Text block
Taufiq Septryana
AI Engineering neuro

Useful AI Coding Tools Are Mostly Harness, Not Model

Useful AI Coding Tools Are Mostly Harness, Not Model

Today’s notes came from John Crepezzi’s talk, AI Engineering at Jane Street, surfaced alongside coverage of Jane Street’s record $16.1B first-quarter trading revenue.

The practical lesson: in a non-standard engineering environment, the model is only one part of the product. Jane Street cannot simply drop in generic coding assistants and expect great results because its developer stack is unusually custom: OCaml-heavy code, a large monorepo, Mercurial, internal build and review tools, and multiple editor workflows.

What Made the System Interesting

Jane Street’s approach sounds less like “pick the best LLM” and more like building an internal AI engineering harness:

  • Collect workflow-specific data from real developer environments.
  • Snapshot workspaces and observe build-state transitions like green → red → green.
  • Fine-tune or adapt models on examples that resemble actual code changes.
  • Integrate with editors developers already use.
  • Evaluate generated diffs by applying them to pre-warmed builds and checking parsing, typechecking, compilation, and tests.

That evaluation loop matters. A coding assistant is only useful if it can survive the local repo, build system, language constraints, and feedback mechanisms that real developers use every day.

Key Takeaway

For serious AI coding tools, harness > model. The durable advantage comes from context capture, eval infrastructure, editor integration, and tight feedback loops around the team’s actual workflow—not from calling a generic model in isolation.

Supplied records
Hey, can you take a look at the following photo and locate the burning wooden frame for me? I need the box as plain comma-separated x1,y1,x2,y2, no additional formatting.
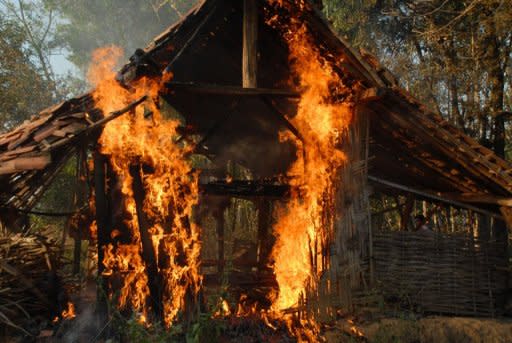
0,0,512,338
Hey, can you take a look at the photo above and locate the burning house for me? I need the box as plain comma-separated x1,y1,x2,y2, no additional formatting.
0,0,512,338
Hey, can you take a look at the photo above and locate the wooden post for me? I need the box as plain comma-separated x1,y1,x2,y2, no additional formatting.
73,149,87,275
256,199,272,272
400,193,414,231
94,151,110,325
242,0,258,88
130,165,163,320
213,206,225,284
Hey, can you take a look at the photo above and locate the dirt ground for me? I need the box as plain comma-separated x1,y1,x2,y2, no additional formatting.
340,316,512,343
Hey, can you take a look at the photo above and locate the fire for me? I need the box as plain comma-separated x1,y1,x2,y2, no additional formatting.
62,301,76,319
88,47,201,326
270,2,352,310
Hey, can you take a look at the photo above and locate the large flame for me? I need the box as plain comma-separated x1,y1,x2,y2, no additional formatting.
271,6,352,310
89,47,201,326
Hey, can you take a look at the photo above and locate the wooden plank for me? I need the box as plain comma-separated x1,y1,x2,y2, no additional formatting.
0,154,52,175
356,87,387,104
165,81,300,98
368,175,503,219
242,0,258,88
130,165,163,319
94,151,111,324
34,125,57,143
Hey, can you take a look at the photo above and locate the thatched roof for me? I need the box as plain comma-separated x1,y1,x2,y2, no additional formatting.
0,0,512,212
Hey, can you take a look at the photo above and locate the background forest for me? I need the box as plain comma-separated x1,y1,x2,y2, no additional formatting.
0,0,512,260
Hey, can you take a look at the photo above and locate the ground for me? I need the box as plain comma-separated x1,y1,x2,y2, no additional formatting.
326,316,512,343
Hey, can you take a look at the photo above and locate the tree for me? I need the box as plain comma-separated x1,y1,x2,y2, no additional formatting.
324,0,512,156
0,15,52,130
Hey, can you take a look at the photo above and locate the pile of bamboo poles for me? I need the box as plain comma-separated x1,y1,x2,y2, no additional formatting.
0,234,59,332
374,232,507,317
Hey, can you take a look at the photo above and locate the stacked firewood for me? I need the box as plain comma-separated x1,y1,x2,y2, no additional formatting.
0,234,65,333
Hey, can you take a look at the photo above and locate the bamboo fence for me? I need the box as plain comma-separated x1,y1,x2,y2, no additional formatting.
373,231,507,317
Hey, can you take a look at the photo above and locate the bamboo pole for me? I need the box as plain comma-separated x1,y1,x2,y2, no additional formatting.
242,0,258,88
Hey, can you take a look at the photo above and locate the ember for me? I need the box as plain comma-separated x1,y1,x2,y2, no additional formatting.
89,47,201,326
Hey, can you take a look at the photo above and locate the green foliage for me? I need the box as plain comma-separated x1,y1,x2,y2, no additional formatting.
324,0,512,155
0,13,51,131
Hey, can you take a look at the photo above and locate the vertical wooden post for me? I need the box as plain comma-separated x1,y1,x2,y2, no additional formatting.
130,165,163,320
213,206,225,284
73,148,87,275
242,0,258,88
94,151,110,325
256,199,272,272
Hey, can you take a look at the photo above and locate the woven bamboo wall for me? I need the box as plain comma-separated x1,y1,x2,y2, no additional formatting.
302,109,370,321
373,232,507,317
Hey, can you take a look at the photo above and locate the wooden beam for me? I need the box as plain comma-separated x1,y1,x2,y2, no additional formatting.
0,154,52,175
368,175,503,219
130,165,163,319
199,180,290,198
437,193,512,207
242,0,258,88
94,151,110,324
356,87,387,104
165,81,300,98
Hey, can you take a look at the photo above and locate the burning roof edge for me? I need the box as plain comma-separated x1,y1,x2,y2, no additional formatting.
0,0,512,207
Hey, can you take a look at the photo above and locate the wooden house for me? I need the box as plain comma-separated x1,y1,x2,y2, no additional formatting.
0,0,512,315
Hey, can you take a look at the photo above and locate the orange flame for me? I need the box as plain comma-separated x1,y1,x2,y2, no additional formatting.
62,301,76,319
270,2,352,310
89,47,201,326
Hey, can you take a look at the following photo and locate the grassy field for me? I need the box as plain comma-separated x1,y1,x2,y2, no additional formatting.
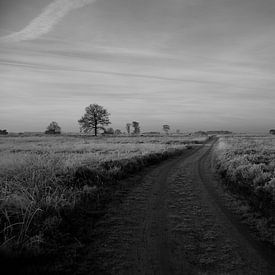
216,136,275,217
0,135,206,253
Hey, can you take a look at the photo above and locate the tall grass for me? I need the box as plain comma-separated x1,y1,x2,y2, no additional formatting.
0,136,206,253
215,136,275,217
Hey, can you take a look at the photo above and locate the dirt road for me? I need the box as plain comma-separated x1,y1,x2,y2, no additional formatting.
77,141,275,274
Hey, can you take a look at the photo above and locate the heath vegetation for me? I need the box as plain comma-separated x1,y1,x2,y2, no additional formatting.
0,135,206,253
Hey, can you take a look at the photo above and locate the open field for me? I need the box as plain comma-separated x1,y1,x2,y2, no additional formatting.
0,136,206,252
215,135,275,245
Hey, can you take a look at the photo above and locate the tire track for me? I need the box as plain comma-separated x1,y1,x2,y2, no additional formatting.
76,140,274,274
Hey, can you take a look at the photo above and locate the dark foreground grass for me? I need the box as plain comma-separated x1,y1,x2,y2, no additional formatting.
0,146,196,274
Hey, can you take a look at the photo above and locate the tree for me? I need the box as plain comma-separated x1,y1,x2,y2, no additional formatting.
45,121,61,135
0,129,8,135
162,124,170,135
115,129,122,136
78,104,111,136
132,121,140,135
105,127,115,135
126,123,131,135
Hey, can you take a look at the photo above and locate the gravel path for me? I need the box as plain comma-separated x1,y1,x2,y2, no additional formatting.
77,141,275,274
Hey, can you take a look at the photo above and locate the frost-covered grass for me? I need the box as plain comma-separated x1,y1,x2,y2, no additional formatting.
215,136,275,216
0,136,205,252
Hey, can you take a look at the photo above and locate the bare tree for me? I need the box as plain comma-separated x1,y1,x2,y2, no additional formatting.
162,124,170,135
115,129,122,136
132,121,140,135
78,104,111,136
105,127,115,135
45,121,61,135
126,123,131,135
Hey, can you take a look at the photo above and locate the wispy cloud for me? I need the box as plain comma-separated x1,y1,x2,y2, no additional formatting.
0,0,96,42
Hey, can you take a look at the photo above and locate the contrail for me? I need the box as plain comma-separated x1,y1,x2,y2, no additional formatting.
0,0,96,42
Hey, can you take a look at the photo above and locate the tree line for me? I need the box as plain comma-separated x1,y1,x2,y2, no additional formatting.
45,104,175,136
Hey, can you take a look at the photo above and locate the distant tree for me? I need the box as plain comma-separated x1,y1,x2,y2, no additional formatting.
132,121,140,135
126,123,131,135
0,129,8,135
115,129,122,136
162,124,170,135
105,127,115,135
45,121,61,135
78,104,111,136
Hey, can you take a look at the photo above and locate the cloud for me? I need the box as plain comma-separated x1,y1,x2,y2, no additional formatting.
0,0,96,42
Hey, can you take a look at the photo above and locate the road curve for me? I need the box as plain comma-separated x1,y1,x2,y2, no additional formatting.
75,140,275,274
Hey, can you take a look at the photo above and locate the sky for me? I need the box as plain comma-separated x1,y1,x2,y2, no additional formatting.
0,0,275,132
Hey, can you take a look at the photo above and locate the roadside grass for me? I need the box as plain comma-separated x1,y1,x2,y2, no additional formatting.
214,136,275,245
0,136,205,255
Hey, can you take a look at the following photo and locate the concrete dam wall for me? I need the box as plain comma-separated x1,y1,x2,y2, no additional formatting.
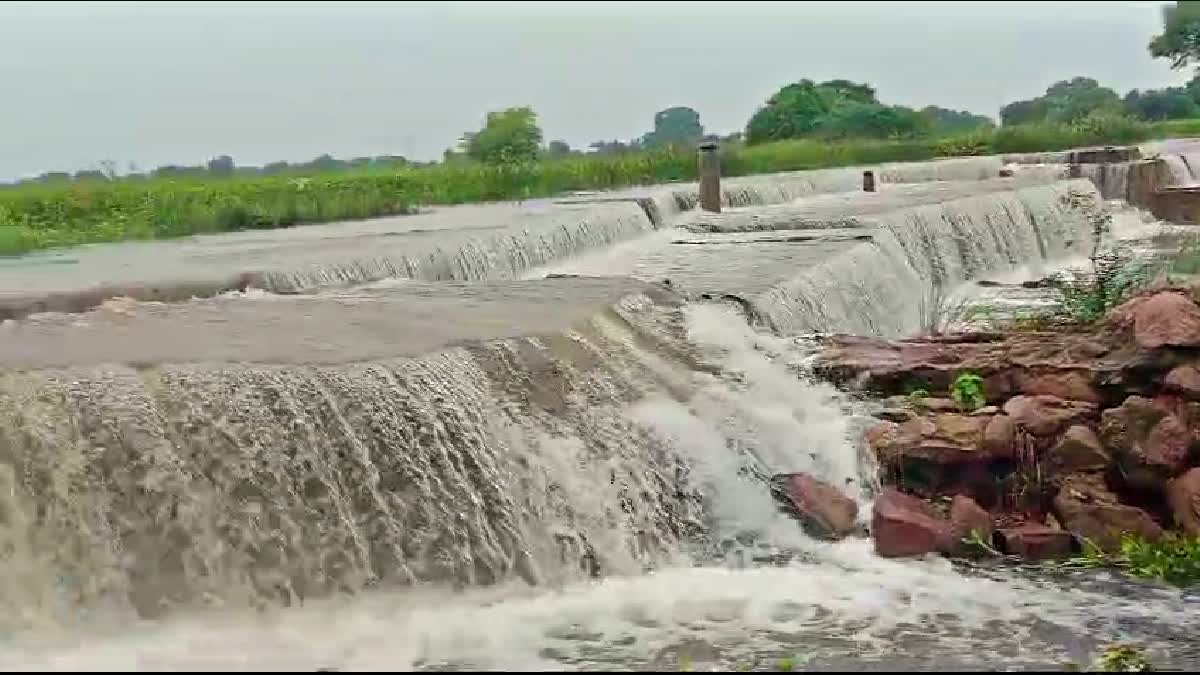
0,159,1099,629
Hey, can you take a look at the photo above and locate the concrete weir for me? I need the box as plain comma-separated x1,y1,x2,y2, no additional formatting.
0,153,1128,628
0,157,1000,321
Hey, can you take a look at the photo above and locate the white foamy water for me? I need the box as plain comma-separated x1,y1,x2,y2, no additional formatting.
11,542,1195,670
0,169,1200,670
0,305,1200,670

--

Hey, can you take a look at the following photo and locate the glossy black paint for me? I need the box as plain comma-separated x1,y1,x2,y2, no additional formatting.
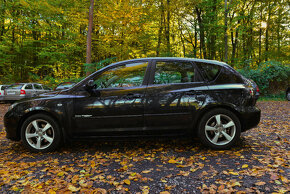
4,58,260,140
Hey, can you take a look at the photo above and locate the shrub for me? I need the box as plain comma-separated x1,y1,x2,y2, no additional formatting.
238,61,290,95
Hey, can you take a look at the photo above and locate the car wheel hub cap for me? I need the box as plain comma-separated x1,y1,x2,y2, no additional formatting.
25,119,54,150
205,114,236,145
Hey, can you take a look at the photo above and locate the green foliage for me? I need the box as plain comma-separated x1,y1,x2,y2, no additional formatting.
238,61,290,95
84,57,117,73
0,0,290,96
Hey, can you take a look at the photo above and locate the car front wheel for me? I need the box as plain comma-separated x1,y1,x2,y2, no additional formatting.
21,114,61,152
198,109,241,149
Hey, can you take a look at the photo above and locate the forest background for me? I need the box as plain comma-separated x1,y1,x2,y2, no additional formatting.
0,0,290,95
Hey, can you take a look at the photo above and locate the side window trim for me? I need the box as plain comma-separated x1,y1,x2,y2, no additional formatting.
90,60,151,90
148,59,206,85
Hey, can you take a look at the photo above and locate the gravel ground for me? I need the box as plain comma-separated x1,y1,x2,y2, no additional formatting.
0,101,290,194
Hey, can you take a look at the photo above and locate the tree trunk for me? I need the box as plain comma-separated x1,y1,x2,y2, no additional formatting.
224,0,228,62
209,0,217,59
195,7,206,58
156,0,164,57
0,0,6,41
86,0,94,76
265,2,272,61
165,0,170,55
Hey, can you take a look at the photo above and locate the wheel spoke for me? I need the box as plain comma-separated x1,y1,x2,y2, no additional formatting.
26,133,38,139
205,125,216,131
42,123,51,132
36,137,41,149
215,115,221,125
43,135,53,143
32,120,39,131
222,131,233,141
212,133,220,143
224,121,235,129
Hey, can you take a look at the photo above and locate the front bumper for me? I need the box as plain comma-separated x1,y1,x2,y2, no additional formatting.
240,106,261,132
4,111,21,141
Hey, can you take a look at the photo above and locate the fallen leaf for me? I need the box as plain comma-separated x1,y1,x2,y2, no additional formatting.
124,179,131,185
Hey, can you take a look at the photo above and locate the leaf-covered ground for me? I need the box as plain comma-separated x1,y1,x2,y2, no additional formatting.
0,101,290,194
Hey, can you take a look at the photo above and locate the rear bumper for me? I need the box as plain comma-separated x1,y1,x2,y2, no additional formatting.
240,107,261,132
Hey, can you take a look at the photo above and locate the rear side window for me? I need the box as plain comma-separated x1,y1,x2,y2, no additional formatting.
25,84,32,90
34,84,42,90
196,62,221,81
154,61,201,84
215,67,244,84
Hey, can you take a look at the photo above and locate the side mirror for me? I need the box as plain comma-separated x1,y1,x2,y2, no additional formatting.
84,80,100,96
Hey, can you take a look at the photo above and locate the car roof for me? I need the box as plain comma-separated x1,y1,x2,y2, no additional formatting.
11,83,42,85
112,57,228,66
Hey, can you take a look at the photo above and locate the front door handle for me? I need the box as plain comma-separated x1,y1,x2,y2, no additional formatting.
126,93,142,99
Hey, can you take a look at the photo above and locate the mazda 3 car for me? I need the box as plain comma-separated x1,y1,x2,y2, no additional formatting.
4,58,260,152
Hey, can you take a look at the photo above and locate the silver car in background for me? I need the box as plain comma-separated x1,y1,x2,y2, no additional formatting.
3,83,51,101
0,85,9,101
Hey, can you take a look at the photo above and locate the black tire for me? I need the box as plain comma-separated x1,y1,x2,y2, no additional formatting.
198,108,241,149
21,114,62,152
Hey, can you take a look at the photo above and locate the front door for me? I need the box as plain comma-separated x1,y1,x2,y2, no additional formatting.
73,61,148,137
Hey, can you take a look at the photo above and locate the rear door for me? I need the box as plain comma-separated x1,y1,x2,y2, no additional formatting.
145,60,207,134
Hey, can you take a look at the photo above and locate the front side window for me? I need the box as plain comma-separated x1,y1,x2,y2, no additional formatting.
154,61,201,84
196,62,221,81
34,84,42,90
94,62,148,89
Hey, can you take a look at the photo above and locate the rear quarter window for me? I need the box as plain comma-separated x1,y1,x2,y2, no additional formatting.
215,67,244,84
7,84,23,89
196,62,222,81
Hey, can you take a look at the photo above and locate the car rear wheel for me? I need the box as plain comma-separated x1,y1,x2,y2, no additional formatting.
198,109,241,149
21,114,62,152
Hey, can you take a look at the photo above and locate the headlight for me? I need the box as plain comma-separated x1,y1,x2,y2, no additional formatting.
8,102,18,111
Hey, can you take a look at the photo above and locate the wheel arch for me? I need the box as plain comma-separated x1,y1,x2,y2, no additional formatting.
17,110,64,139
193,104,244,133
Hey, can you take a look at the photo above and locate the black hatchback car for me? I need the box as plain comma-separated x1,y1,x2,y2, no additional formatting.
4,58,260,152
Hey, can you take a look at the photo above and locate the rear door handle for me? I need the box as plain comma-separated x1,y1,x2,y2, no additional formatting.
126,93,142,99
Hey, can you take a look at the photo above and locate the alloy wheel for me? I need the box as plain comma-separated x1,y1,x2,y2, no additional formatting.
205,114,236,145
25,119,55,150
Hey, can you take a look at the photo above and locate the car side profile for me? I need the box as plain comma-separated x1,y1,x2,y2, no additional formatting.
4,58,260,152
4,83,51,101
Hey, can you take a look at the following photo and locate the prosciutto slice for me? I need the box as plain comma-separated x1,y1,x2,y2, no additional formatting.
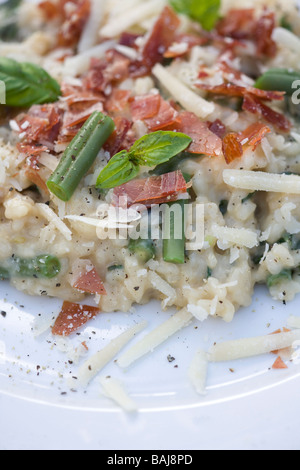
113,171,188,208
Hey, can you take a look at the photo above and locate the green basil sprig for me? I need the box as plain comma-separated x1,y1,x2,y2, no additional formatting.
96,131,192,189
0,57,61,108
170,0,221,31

==

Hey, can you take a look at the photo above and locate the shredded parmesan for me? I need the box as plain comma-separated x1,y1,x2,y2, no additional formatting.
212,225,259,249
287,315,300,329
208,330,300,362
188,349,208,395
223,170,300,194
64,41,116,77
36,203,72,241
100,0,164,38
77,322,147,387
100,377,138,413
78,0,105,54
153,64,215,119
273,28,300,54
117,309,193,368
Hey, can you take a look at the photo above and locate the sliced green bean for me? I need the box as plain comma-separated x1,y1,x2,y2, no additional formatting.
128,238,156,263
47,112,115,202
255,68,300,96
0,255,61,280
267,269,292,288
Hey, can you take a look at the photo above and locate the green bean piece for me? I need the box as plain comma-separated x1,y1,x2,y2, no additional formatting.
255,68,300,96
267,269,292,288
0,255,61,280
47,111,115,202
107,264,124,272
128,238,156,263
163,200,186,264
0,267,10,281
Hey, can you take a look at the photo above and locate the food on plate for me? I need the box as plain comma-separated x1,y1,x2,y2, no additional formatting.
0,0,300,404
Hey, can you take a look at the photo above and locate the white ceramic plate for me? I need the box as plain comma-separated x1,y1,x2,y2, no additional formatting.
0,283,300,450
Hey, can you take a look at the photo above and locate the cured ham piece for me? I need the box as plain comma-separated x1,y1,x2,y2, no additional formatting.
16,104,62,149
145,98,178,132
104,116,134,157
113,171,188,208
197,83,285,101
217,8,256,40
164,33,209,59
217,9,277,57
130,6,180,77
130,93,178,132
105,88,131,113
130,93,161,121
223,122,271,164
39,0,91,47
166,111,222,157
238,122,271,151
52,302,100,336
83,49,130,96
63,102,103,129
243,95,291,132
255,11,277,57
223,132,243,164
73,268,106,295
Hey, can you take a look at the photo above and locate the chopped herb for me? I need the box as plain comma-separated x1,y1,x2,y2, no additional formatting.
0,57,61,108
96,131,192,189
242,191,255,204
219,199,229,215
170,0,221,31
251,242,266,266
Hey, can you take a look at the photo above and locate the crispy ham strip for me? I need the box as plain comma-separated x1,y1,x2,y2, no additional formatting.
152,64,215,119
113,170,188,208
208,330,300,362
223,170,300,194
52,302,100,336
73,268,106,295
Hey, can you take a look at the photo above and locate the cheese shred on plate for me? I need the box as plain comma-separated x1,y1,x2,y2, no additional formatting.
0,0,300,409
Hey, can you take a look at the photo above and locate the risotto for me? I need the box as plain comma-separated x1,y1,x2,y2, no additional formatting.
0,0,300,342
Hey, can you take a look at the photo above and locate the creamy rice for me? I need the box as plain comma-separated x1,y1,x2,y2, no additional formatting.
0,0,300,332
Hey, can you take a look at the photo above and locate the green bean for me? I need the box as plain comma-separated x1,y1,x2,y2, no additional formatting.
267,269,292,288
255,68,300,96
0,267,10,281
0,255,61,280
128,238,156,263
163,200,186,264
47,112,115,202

Directions
The notes on AI coding tools describe the developer stack at Jane Street as unusually custom. List every component of that stack that the notes name.

Answer for this exercise
- OCaml-heavy code
- a large monorepo
- Mercurial
- internal build and review tools
- multiple editor workflows